§ Exercise aim
Report every line of the records that contains the word "hand", treating uppercase and lowercase as different.

§ Records for this exercise
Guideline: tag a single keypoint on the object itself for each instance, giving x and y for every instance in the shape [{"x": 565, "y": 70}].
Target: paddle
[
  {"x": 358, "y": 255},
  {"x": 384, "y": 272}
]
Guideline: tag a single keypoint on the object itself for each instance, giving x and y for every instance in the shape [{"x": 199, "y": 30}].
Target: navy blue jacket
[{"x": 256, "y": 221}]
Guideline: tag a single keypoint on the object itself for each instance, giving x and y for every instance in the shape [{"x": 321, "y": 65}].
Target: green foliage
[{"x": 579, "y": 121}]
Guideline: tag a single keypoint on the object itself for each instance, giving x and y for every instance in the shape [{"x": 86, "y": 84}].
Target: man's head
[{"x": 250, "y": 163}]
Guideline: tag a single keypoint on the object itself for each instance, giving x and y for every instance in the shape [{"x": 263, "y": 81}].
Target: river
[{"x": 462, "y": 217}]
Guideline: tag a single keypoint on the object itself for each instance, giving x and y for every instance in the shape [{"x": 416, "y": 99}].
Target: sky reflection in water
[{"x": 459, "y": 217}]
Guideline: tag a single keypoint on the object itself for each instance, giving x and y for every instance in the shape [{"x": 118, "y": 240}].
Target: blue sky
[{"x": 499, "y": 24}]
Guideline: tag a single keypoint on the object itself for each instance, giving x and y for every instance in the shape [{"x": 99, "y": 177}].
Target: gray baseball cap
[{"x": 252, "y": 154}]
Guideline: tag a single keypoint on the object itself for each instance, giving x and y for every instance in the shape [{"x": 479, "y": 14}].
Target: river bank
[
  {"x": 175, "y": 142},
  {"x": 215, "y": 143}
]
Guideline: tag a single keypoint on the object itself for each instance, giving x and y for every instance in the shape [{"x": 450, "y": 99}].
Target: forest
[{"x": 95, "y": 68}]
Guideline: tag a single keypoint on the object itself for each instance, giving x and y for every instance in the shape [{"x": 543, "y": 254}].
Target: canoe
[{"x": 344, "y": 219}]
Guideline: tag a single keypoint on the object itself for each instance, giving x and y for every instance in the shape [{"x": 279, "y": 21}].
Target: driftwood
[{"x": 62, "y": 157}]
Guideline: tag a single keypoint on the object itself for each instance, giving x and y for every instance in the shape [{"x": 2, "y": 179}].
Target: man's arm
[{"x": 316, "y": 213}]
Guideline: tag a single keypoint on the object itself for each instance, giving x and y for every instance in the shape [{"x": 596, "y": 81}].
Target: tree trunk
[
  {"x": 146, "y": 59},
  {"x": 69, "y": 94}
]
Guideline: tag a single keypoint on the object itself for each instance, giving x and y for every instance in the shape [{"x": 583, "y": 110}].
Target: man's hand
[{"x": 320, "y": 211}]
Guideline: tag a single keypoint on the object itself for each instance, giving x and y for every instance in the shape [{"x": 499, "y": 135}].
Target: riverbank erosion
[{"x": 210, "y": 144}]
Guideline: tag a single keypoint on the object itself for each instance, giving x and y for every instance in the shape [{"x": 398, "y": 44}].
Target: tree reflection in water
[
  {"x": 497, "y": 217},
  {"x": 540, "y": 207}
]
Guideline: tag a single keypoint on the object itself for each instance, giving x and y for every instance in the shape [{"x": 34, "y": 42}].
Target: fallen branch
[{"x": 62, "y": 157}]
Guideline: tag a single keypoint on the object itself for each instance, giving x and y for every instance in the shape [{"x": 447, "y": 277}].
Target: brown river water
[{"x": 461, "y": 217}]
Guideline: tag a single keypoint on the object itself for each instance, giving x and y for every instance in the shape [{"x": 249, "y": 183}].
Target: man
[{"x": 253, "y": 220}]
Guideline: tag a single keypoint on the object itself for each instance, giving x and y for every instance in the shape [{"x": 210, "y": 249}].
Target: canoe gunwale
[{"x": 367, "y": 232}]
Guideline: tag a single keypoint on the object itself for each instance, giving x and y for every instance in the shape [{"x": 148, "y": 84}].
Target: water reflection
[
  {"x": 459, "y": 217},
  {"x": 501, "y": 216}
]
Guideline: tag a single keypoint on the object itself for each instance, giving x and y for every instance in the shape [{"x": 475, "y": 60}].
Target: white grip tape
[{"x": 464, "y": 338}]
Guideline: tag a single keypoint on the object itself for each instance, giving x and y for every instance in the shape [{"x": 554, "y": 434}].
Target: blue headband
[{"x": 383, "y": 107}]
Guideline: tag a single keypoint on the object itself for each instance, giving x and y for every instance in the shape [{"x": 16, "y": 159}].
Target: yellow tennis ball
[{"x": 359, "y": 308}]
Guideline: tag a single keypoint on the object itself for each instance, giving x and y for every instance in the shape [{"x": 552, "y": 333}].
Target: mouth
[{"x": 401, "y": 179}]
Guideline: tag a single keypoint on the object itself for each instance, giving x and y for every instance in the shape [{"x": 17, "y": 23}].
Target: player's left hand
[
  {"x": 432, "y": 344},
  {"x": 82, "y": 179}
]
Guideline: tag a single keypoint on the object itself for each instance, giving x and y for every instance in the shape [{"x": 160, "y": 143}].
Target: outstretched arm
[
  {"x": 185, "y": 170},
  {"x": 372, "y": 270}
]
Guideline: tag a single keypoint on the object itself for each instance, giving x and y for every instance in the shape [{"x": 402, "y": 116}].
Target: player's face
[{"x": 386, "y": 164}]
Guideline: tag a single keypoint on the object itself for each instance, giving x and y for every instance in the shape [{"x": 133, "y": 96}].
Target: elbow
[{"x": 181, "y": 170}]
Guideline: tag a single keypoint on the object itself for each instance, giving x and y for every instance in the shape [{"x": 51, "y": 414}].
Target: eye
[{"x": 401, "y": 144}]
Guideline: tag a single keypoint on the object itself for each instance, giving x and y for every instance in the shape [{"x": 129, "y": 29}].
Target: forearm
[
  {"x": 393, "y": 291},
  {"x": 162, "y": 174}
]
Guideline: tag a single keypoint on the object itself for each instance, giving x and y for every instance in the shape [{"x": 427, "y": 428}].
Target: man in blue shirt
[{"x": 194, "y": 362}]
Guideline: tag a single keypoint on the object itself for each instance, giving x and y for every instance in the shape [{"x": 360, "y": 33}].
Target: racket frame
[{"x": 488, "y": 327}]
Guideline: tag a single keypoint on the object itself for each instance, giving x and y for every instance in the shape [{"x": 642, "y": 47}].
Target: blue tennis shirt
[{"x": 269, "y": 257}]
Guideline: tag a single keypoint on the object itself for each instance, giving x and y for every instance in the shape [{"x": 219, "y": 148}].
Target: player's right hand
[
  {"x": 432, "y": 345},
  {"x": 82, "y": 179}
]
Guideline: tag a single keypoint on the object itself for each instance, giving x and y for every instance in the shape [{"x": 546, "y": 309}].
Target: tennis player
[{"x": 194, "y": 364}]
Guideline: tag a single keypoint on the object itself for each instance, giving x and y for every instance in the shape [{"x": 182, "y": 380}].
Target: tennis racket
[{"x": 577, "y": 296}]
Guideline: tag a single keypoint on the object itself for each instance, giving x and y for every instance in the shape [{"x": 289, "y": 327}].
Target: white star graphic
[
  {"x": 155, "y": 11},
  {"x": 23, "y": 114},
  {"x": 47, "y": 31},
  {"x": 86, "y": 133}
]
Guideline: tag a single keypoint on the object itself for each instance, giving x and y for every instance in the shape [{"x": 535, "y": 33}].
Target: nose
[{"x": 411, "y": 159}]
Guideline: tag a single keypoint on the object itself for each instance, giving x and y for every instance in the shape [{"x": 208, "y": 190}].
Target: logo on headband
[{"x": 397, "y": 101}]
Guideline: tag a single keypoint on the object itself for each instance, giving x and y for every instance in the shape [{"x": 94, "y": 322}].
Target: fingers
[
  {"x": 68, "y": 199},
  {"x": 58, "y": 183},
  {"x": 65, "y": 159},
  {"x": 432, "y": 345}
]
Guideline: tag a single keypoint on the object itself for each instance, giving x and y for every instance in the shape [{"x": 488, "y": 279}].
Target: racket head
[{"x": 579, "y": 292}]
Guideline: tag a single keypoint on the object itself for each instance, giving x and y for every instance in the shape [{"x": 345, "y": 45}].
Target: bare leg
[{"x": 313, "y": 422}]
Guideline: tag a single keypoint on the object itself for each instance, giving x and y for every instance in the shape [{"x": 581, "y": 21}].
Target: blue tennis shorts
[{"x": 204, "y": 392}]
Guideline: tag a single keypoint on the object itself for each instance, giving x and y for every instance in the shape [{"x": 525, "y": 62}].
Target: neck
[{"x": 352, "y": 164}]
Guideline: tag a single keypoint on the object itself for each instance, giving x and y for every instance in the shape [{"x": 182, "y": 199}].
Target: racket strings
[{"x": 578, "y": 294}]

§ Exercise solution
Target: man's hand
Target: player's left hand
Target: player's right hand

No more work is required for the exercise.